* _Your instructions_
For each record that follows, write out an identical copy.

* _The data_
....

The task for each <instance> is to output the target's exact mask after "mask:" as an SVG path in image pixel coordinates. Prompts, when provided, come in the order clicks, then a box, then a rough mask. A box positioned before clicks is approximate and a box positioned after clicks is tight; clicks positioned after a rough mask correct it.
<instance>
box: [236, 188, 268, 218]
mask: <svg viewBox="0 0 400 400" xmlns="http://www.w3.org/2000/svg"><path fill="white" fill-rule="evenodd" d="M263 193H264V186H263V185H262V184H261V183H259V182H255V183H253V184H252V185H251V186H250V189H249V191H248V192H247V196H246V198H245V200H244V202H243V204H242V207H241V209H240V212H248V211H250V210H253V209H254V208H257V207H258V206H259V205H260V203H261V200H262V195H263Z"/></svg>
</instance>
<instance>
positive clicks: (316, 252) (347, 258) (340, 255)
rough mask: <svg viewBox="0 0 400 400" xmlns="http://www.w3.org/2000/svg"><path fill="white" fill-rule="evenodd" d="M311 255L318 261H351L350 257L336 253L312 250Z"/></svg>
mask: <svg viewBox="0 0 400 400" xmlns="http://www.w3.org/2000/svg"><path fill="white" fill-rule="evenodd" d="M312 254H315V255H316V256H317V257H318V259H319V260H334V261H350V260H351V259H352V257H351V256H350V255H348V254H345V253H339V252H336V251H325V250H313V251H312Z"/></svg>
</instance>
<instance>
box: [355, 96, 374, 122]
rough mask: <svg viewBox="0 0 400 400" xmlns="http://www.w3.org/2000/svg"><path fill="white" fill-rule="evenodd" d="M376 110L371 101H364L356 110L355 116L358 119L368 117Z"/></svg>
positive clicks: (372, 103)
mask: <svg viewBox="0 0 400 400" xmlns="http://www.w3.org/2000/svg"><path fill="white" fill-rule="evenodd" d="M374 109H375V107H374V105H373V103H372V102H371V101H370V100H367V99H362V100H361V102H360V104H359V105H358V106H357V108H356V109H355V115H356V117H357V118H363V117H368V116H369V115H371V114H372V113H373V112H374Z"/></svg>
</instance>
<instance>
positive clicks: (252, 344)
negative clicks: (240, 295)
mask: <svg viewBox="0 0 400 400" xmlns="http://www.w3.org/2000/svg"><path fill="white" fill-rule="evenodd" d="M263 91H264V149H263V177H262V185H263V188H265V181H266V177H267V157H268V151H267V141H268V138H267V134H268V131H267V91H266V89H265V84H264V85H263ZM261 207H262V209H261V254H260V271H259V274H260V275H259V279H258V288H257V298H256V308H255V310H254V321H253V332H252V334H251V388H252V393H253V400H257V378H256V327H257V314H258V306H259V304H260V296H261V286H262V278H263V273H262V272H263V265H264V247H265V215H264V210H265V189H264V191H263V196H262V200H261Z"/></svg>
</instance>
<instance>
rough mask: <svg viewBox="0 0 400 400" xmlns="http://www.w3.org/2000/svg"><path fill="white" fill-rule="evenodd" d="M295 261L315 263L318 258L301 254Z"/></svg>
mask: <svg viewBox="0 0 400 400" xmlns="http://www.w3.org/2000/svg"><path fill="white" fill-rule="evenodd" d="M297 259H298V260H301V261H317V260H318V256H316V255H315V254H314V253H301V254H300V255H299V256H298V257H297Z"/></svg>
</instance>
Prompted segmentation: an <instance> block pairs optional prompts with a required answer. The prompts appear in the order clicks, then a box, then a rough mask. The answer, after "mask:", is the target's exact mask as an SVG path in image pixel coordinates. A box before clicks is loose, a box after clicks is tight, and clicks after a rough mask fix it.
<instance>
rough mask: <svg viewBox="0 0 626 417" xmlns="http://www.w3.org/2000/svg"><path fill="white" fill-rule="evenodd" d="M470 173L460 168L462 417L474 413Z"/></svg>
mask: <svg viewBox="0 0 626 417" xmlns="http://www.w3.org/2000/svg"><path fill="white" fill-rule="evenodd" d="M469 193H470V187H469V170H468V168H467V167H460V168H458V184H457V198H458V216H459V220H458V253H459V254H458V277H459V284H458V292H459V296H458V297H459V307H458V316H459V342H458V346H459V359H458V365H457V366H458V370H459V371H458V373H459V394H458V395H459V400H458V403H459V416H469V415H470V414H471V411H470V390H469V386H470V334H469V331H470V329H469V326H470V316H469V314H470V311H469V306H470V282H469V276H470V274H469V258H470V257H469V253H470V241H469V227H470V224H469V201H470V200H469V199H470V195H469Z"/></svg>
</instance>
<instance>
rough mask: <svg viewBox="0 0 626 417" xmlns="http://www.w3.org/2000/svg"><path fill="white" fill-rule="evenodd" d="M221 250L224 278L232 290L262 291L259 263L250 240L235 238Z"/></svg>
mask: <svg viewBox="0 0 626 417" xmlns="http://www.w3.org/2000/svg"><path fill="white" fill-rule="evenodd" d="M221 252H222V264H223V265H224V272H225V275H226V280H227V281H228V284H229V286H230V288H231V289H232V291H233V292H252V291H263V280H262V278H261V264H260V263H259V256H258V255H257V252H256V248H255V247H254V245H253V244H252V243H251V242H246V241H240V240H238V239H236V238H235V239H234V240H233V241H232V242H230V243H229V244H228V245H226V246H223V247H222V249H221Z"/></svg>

....

* _Result_
The task for each <instance> is to output the target's exact mask after "mask:" as an SVG path in image pixel coordinates. Prompts, when provided, come in the order clicks, then a box, then a rough mask. A box positioned before clicks is approximate and a box positioned after clicks is tight; clicks positioned after a rough mask correct it.
<instance>
box: [236, 188, 268, 218]
mask: <svg viewBox="0 0 400 400" xmlns="http://www.w3.org/2000/svg"><path fill="white" fill-rule="evenodd" d="M263 193H264V186H263V185H262V184H261V183H259V182H255V183H253V184H252V185H251V186H250V189H249V191H248V192H247V196H246V198H245V200H244V202H243V204H242V207H241V209H240V212H248V211H250V210H253V209H254V208H257V207H258V206H259V205H260V203H261V200H262V195H263Z"/></svg>
</instance>
<instance>
positive clicks: (316, 252) (347, 258) (340, 255)
rough mask: <svg viewBox="0 0 400 400" xmlns="http://www.w3.org/2000/svg"><path fill="white" fill-rule="evenodd" d="M311 255L318 261H351L350 257L336 253L312 250Z"/></svg>
mask: <svg viewBox="0 0 400 400" xmlns="http://www.w3.org/2000/svg"><path fill="white" fill-rule="evenodd" d="M312 254H315V255H316V256H317V257H318V259H319V260H334V261H350V260H351V259H352V257H351V256H350V255H348V254H345V253H339V252H336V251H325V250H313V251H312Z"/></svg>
</instance>
<instance>
box: [355, 96, 374, 122]
rough mask: <svg viewBox="0 0 400 400" xmlns="http://www.w3.org/2000/svg"><path fill="white" fill-rule="evenodd" d="M376 110L371 101H364L356 110L355 116L358 119L368 117Z"/></svg>
positive clicks: (372, 103)
mask: <svg viewBox="0 0 400 400" xmlns="http://www.w3.org/2000/svg"><path fill="white" fill-rule="evenodd" d="M374 109H375V107H374V105H373V103H372V102H371V101H370V100H367V99H362V100H361V102H360V104H359V105H358V106H357V108H356V109H355V115H356V117H357V118H363V117H368V116H369V115H371V114H372V113H373V112H374Z"/></svg>
</instance>
<instance>
positive clicks: (252, 344)
negative clicks: (240, 295)
mask: <svg viewBox="0 0 400 400" xmlns="http://www.w3.org/2000/svg"><path fill="white" fill-rule="evenodd" d="M263 91H264V149H263V177H262V185H263V188H265V181H266V177H267V157H268V151H267V141H268V138H267V134H268V131H267V91H266V89H265V84H264V85H263ZM261 207H262V209H261V254H260V271H259V274H260V275H259V279H258V288H257V298H256V308H255V310H254V321H253V332H252V334H251V388H252V393H253V400H257V378H256V327H257V314H258V306H259V304H260V296H261V286H262V278H263V273H262V272H263V265H264V247H265V215H264V210H265V189H264V191H263V196H262V200H261Z"/></svg>
</instance>
<instance>
rough mask: <svg viewBox="0 0 400 400" xmlns="http://www.w3.org/2000/svg"><path fill="white" fill-rule="evenodd" d="M295 261L315 263L318 258L301 254Z"/></svg>
mask: <svg viewBox="0 0 400 400" xmlns="http://www.w3.org/2000/svg"><path fill="white" fill-rule="evenodd" d="M297 259H298V260H301V261H317V260H318V256H316V255H315V254H314V253H301V254H300V255H299V256H298V257H297Z"/></svg>
</instance>
Prompted segmentation: an <instance> block pairs optional prompts with a required answer. The prompts appear in the order clicks, then a box, then a rough mask. The answer, after "mask:", is the target's exact mask as an SVG path in image pixel coordinates. A box before clicks is loose, a box after clicks is tight, and clicks after a rough mask fix it.
<instance>
rough mask: <svg viewBox="0 0 626 417" xmlns="http://www.w3.org/2000/svg"><path fill="white" fill-rule="evenodd" d="M470 173L460 168L462 417L474 413Z"/></svg>
mask: <svg viewBox="0 0 626 417" xmlns="http://www.w3.org/2000/svg"><path fill="white" fill-rule="evenodd" d="M469 193H470V187H469V170H468V168H467V167H460V168H458V184H457V198H458V216H459V220H458V253H459V254H458V277H459V284H458V292H459V296H458V297H459V307H458V316H459V342H458V346H459V359H458V365H457V366H458V370H459V371H458V373H459V394H458V395H459V400H458V403H459V416H469V415H470V414H471V411H470V390H469V386H470V334H469V331H470V329H469V326H470V316H469V314H470V311H469V306H470V282H469V276H470V274H469V258H470V257H469V253H470V241H469V227H470V224H469V201H470V200H469V199H470V195H469Z"/></svg>
</instance>
<instance>
rough mask: <svg viewBox="0 0 626 417" xmlns="http://www.w3.org/2000/svg"><path fill="white" fill-rule="evenodd" d="M221 250L224 278L232 290L262 291L259 263L250 240L235 238Z"/></svg>
mask: <svg viewBox="0 0 626 417" xmlns="http://www.w3.org/2000/svg"><path fill="white" fill-rule="evenodd" d="M221 252H222V264H223V265H224V272H225V275H226V280H227V281H228V284H229V286H230V288H231V289H232V291H233V292H252V291H263V280H262V278H261V264H260V263H259V256H258V255H257V252H256V248H255V247H254V245H253V244H252V243H251V242H246V241H240V240H238V239H236V238H235V239H234V240H233V241H232V242H230V243H229V244H228V245H226V246H223V247H222V249H221Z"/></svg>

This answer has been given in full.